> **EXCERPT PROVIDED**:
----

Opposing-Counsel Playbook: Kennedy Luce LLC
Firm Juris No. 027220 · Connecticut · Profile built from public Connecticut Judicial Branch docket records
What this is. A data-driven scouting report on how this firm litigates contested divorce and custody cases. Every number below is computed from the firm's own filing history across the public CT family-court docket. This is a litigation-pattern analysis of public records — not legal advice, and not a claim about any individual case. Patterns describe tendencies, not guarantees.
This is general information about public litigation patterns — not legal advice, and not a recommendation about what to do in any specific case.
Limited sample (32 contested cases) — treat rates as indicative, not definitive.

----

Named object pointing entries
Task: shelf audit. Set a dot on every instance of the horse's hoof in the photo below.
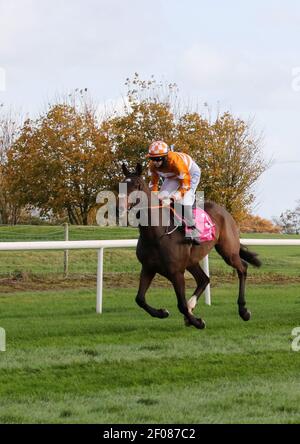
(202, 323)
(187, 322)
(163, 313)
(246, 315)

----

> **TASK INSTRUCTIONS**:
#1 Answer these questions about the opposing-counsel playbook:
(a) What is the firm's Juris number?
(b) What public records was the profile built from?
(c) How many contested cases make up the sample?
#2 Can you put each line of the entries into a Markdown table with the columns Row and Line, numbering the rows, skipping blank lines and leaving out the pictures?

> **THE SOLUTIONS**:
#1
(a) 027220
(b) Public Connecticut Judicial Branch docket records
(c) 32

#2
| Row | Line |
|---|---|
| 1 | Task: shelf audit. Set a dot on every instance of the horse's hoof in the photo below. |
| 2 | (202, 323) |
| 3 | (187, 322) |
| 4 | (163, 313) |
| 5 | (246, 315) |